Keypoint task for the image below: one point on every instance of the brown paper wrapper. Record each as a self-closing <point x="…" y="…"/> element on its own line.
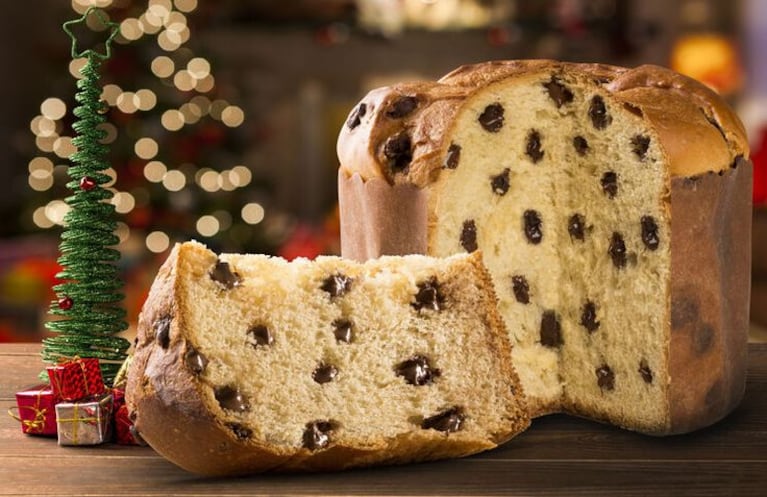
<point x="710" y="293"/>
<point x="380" y="219"/>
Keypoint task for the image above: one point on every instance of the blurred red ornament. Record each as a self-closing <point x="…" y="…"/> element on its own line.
<point x="66" y="303"/>
<point x="87" y="183"/>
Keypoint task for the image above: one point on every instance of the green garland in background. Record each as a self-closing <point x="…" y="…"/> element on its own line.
<point x="88" y="299"/>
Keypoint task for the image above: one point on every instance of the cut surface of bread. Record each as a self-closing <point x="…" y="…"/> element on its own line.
<point x="248" y="363"/>
<point x="612" y="210"/>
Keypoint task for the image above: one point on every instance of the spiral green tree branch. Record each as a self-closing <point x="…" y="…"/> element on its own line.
<point x="88" y="312"/>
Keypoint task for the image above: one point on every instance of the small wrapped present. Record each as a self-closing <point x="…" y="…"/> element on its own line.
<point x="36" y="410"/>
<point x="76" y="379"/>
<point x="87" y="422"/>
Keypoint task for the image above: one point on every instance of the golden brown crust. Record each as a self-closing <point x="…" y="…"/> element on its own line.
<point x="698" y="131"/>
<point x="709" y="309"/>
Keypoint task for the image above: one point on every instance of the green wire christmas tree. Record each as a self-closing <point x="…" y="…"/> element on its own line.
<point x="88" y="300"/>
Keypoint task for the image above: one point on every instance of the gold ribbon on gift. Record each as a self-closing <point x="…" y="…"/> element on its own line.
<point x="34" y="425"/>
<point x="76" y="420"/>
<point x="38" y="422"/>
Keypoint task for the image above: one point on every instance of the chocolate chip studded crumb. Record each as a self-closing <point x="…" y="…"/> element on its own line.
<point x="521" y="289"/>
<point x="223" y="275"/>
<point x="453" y="156"/>
<point x="576" y="226"/>
<point x="401" y="107"/>
<point x="500" y="182"/>
<point x="533" y="226"/>
<point x="428" y="296"/>
<point x="417" y="370"/>
<point x="162" y="331"/>
<point x="491" y="118"/>
<point x="230" y="398"/>
<point x="240" y="431"/>
<point x="355" y="118"/>
<point x="195" y="361"/>
<point x="589" y="317"/>
<point x="469" y="235"/>
<point x="317" y="434"/>
<point x="605" y="377"/>
<point x="609" y="183"/>
<point x="398" y="152"/>
<point x="551" y="330"/>
<point x="337" y="285"/>
<point x="581" y="145"/>
<point x="533" y="148"/>
<point x="650" y="232"/>
<point x="342" y="330"/>
<point x="558" y="92"/>
<point x="639" y="145"/>
<point x="598" y="113"/>
<point x="617" y="250"/>
<point x="324" y="373"/>
<point x="645" y="371"/>
<point x="259" y="336"/>
<point x="448" y="421"/>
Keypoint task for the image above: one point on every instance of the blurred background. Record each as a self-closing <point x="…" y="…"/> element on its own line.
<point x="223" y="114"/>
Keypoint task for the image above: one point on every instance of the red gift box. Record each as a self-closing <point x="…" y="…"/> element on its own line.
<point x="76" y="378"/>
<point x="36" y="408"/>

= = = =

ASSIGNMENT — In the answer, restate word for word each line from the one with "the red gift" through the end of the material above.

THE COMPLETED TASK —
Keypoint task for the image above: one point on every instance of the red gift box. Record each as a self-closing <point x="…" y="…"/> element on its own line.
<point x="76" y="378"/>
<point x="36" y="408"/>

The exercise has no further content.